■ Description of the task ■
Arrange the lines below as a Markdown table with the columns No. and Line, numbering each line in order and leaving out any blank lines. Begin at the line that contains "Task: predict the" and stop after the line that contains "box: [146, 961, 165, 1054]".

■ Listed records ■
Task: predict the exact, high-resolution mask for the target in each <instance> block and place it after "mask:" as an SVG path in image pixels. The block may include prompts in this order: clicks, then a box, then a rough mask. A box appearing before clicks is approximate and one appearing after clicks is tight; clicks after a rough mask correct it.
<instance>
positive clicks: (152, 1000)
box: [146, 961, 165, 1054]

...

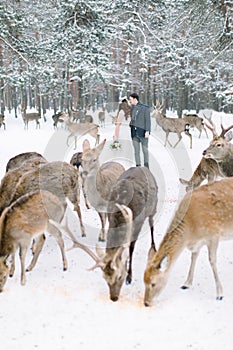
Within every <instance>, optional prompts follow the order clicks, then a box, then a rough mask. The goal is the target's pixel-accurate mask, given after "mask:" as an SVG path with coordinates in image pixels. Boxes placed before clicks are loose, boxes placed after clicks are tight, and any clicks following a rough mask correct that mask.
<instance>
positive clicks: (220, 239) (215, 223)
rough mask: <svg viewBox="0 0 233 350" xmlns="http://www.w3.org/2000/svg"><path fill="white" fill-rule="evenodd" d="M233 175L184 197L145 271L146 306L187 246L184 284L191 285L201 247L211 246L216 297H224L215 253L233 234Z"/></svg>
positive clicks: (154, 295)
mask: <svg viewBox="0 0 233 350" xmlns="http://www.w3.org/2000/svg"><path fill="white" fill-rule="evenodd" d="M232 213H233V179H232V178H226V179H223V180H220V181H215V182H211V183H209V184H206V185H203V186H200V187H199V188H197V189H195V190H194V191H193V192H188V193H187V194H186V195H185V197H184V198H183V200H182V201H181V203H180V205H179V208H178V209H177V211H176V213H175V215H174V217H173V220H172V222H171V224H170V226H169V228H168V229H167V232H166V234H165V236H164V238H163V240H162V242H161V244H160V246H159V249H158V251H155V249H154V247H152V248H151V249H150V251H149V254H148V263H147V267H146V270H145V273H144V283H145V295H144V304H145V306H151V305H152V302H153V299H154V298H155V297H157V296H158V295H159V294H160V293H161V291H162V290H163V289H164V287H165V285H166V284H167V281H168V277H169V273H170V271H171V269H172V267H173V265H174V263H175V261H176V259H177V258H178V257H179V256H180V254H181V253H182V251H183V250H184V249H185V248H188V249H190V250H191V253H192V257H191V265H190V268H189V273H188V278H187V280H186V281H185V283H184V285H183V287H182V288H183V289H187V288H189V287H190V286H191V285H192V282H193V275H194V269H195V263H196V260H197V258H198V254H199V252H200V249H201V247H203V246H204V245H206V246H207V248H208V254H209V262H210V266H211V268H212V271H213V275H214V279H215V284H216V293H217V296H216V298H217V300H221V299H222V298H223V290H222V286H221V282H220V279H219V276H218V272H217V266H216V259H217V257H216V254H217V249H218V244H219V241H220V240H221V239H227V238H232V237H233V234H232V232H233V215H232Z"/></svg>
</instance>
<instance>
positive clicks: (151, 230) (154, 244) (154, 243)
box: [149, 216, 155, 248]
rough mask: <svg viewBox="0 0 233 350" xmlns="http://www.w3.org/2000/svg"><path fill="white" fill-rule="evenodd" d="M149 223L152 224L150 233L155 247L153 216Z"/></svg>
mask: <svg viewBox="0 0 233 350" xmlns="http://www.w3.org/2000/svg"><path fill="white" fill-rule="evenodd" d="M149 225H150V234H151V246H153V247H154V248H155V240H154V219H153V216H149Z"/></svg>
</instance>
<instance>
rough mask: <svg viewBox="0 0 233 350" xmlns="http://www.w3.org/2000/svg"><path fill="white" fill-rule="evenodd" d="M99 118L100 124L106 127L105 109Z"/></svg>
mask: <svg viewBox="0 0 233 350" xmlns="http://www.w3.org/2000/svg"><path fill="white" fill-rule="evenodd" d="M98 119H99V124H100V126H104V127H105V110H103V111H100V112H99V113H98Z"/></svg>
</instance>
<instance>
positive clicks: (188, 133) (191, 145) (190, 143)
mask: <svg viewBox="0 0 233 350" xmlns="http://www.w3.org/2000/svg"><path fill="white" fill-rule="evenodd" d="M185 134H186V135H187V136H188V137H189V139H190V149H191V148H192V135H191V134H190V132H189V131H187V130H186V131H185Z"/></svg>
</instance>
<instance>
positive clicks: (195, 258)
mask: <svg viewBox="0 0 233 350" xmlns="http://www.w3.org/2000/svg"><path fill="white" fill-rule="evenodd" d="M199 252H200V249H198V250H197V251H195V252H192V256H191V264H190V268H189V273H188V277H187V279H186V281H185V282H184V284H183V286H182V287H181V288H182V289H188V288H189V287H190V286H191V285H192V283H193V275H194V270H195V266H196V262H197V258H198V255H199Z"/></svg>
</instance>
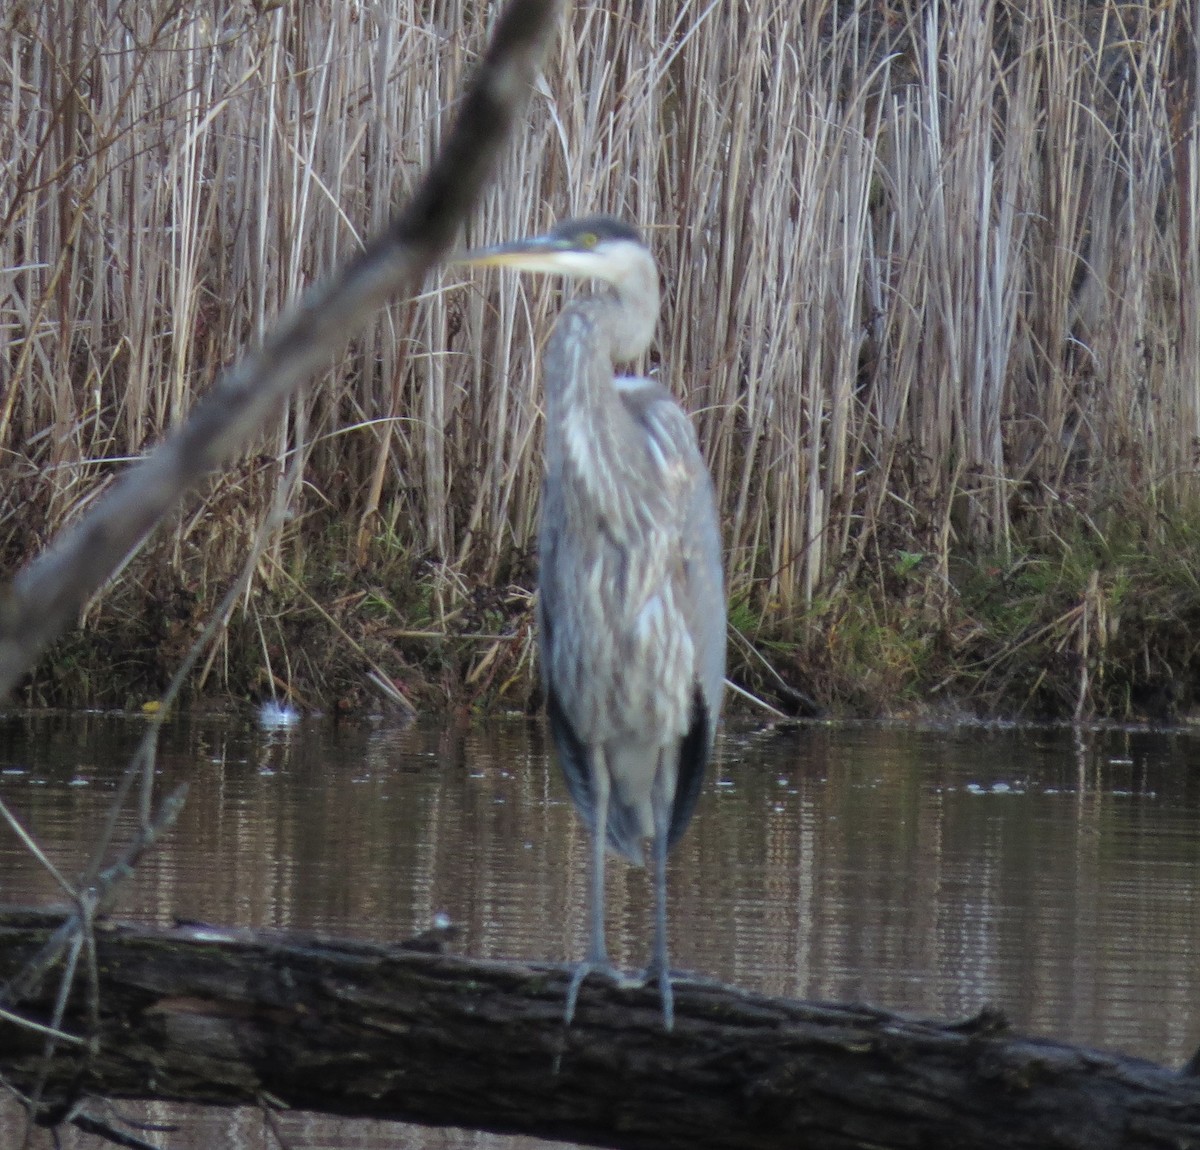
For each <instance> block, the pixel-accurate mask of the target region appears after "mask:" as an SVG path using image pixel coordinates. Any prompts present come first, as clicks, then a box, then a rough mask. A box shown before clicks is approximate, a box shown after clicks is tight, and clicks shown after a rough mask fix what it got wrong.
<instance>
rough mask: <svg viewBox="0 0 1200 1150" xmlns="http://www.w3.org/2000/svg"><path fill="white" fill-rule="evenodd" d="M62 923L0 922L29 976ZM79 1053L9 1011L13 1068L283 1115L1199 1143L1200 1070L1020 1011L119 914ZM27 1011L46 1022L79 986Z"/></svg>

■ Written reply ■
| No. | Line |
|---|---|
| 1 | Task: predict the exact, high-resolution mask for the target in each <instance> block and place it after "mask:" as an SVG path in image pixels. The block may include prompts in this order: clicks, then a box, then a rough mask. A box appearing before clicks is approximate and one appearing after clicks is tight; clicks after a rough mask correct it. |
| 2 | <instance> |
| 3 | positive clicks: (152, 1000) |
| 4 | box: [146, 961, 165, 1054] |